EXCERPT
——————
Impact of ectomycorrhizal fungal diversity on aspen gene regulation
-Keaton Tremble, Bryn Dentinger
Hi there! I came out to Utah 5 years ago after finishing my undergrad at Carleton College in Minnesota to be a ski and climb bum for a year before grad school. As most people do, I ended up falling in love with Utah and once I got in touch with the Dentinger Lab I knew this was a dream place to get my PhD. When I’m not skiing/picking up a new outdoor hobby every season, I focus my research on the interaction of ecology and evolution in fungal ectomycorrhizal (ECM) communities. In short, I study the process of speciation and diversification in ECM fungi in order to get a better grasp on ECM ecology and behavior. Without understanding the individual behavior of any one ECM species it is impossible to understand this relationship between ECM and trees.
The mutualism between temperate trees and ectomycorrhizal fungi (ECM) dominates much of the northern hemisphere. This association provides numerous benefits for the tree host such as nitrogen acquisition, drought tolerance, and defense. ECM soil communities are highly diverse, and hundreds of species may colonize a single host. However, it is unknown how individuals in these complex communities interact, and how interactions my impact the host. We are conducting a novel metatranscriptomic assay that will identify the role of belowground competition in gene expression of ECM fungi. We hypothesize that competition will have an additive effect on gene expression, where distantly related ECM further up-regulate genes associated with nutrient acquisition and transport to become better mutualists, while closely related ECM shift expression patters to avoid niche competition. This study may lead to insights on the role ECM community composition on host behavior, which may help combat detrimental effects of climate change.
——————
Referring expression pointing data
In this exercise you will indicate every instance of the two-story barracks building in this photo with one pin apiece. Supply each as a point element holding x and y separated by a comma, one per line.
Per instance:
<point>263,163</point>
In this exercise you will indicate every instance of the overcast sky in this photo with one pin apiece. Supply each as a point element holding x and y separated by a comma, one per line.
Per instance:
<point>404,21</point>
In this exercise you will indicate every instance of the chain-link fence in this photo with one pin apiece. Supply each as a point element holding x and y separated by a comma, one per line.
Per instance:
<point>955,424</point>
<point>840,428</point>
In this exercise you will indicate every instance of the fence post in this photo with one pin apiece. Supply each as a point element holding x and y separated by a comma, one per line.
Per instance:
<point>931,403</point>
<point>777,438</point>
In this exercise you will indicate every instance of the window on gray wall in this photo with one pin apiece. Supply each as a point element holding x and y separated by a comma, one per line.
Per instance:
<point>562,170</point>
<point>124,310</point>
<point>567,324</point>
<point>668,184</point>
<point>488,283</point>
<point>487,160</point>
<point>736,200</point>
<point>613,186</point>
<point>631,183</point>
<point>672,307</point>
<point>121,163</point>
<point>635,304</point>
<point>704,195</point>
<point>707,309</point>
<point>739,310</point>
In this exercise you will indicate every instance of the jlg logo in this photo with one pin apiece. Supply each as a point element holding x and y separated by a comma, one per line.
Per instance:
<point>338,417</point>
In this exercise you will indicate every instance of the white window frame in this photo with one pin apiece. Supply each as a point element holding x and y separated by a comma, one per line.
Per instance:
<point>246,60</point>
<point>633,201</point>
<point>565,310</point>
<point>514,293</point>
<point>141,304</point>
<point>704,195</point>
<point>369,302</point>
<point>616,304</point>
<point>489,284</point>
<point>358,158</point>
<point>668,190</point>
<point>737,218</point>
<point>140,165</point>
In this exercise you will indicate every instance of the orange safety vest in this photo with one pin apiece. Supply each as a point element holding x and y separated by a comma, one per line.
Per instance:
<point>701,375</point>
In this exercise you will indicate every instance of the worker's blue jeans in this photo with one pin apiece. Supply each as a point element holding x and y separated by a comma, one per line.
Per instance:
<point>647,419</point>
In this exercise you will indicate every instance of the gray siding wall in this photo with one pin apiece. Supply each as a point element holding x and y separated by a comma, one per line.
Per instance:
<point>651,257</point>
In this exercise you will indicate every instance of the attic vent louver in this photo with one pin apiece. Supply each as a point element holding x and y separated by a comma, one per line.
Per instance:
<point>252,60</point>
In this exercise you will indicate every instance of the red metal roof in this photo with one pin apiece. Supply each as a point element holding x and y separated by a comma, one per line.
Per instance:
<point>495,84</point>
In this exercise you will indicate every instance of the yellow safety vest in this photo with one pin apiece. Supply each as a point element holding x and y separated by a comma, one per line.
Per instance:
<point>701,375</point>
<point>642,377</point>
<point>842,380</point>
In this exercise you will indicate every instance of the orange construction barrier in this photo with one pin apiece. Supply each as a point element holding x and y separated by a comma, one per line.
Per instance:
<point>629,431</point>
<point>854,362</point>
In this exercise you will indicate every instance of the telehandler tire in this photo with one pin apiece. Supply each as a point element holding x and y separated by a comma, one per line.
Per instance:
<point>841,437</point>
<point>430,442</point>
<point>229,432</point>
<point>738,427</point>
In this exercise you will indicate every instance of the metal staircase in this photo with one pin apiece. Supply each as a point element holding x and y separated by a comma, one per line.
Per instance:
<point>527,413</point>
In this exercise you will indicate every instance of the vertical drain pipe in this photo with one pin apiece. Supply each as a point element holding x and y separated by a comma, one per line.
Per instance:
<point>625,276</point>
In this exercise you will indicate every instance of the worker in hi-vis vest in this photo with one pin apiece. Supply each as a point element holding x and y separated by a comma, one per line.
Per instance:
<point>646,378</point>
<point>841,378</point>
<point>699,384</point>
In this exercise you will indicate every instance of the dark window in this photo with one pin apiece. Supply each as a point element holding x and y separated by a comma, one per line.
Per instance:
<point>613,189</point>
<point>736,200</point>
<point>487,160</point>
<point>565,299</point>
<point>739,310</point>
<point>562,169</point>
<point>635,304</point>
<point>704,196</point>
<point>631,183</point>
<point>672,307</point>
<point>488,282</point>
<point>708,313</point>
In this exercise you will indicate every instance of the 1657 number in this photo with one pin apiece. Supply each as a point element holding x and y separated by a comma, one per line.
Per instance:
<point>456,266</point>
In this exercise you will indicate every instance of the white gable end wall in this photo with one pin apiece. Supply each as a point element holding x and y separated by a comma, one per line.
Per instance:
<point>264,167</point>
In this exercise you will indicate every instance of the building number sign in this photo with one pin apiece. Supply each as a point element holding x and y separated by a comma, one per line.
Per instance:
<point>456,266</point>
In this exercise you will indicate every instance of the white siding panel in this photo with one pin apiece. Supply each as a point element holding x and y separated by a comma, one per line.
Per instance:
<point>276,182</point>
——————
EXERCISE TASKS
1. Return everything in the text on ectomycorrhizal fungi and aspen from "Impact of ectomycorrhizal" down to "ECM and trees.".
2. Write the next part of the text on ectomycorrhizal fungi and aspen, picking up where it stops.
These records were taken from a separate source.

RESULTS BY TASK
1.
Impact of ectomycorrhizal fungal diversity on aspen gene regulation
-Keaton Tremble, Bryn Dentinger
Hi there! I came out to Utah 5 years ago after finishing my undergrad at Carleton College in Minnesota to be a ski and climb bum for a year before grad school. As most people do, I ended up falling in love with Utah and once I got in touch with the Dentinger Lab I knew this was a dream place to get my PhD. When I’m not skiing/picking up a new outdoor hobby every season, I focus my research on the interaction of ecology and evolution in fungal ectomycorrhizal (ECM) communities. In short, I study the process of speciation and diversification in ECM fungi in order to get a better grasp on ECM ecology and behavior. Without understanding the individual behavior of any one ECM species it is impossible to understand this relationship between ECM and trees.

2.
Over 60% of all tree stems on earth have a mutualistic relationship with fungi in the soil that provide most of the nutrients a tree needs to live. This is a obligate relationship, which means the tree cannot survive without the fungi and the fungi cannot survive without the tree. However, this can be a very complex relationship because dozens to hundreds of fungi can associate with a single tree. In the face of climate change it is important to look below the soil to understand how impacts to belowground communities impact the host above.
This study is trying to understand how different species of mutualistic fungi interact with each other and compete, and how these interactions will impact the tree above. To do this we are growing Aspen seedlings and inoculating them with 1-4 species of fungi. After growing, we are then extracting RNA from the soil to see which genes are used by the fungi when they are alone and which genes are used when they are competing with another fungus. This will allow us to identify changes in behavior brought about by the introduction of a competitor. We will then associate these changes with the production of defense compounds in the host’s leaves.
This study will allow us to identify how fungal community interactions will impact the host, giving us a greater ability to predict how changes to fungal community due to climate change will impact overall forest health.